# [Document segment]
--------------------------------

# Professional and Educational Organizations > Professional and Educational Organizations Discussion Forum >  NC Licensed Opticians

## OptiStudent

Hello, what are everyone's thoughts about the proposed rule changes?

----------


## obxeyeguy

What changes are you referring to??  I haven't heard anything here in podunk.

----------


## OptiStudent

> What changes are you referring to?? I haven't heard anything here in podunk.




The Board sent this email to NCLDOs on their email list:
*State Board Enters Rulemaking Process* 
Friday, November 5, 2010 2:33 PM
From: "NC State Board of Opticians" <ncopticians@bellsouth.net>
To: ncopticians@bellsouth.net

NC Licensed Opticians: 

Earlier this year, the NC State Board of Opticians made an unprecedented move and invited the participation and input of the NCOA in drafting proposed Administrative Rule changes. The State Board has been considering process changes for some time – in order to better protect the public, require accountability for the increasing numbers of ‘alternative opticianry businesses’ and hopefully prove helpful to the profession as a whole. 
The proposed Rule changes were filed on October 22, 2010 with the NC Office of Administrative Hearings; a Notice of Text (the full revisions’ content) will be published in the November 15th edition of the _NC Register_. The _NC Register_ is available online at www.ncoah.com/rules/register/ but anyone can review the proposed Rule changes via a secure link to the Board’s under-construction website at http://optician.nc.gov/Opticians Revisions Oct2010.pdf.

--------------------------------

# [Entries supplied]
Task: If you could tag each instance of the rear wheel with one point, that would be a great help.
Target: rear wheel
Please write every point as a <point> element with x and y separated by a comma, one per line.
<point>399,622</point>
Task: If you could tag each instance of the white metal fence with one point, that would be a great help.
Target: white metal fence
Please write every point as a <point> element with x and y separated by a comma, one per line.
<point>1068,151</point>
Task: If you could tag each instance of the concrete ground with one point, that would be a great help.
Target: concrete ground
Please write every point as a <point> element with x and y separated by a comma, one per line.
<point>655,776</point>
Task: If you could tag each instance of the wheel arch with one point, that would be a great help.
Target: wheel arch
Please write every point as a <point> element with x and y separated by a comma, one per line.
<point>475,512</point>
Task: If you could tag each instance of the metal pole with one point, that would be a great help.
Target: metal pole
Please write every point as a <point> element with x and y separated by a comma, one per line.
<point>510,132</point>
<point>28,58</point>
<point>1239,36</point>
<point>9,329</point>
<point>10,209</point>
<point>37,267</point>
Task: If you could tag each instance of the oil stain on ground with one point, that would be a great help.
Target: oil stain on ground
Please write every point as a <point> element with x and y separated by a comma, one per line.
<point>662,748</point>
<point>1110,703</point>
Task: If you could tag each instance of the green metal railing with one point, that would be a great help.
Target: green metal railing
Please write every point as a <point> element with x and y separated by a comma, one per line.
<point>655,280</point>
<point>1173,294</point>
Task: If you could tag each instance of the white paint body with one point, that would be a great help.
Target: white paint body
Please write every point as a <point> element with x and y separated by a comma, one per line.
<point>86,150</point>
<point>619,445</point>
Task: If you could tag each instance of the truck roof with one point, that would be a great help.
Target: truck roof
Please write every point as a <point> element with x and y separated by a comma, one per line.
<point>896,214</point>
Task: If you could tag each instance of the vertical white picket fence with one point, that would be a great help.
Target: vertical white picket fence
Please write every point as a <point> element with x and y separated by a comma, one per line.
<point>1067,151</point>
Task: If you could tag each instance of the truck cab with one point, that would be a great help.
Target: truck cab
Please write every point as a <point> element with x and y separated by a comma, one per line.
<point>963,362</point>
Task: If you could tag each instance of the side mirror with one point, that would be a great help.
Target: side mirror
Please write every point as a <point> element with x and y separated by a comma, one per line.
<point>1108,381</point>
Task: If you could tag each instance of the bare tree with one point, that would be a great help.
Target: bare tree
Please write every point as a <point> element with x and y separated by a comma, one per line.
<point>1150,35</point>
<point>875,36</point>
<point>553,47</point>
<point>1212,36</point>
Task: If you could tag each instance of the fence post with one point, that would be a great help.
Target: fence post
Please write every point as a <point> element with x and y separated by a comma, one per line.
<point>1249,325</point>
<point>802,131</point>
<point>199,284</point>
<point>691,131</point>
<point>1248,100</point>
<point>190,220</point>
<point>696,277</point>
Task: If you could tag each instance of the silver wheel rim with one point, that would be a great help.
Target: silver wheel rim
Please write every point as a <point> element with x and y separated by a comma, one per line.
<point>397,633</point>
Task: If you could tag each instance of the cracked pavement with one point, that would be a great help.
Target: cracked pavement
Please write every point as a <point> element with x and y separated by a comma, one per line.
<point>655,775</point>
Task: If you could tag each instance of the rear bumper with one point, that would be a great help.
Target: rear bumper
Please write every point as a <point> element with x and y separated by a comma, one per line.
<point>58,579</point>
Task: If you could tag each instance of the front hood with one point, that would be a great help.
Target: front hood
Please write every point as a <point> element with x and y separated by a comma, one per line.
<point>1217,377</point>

--------------------------------

# [The task]
In the forum thread on the opticians' rule changes, why has the state board been considering process changes? Answer in one to three sentences.

# [Response]
The board wants to better protect the public and to require accountability from the growing number of "alternative opticianry businesses." It also hopes the changes will help the profession as a whole.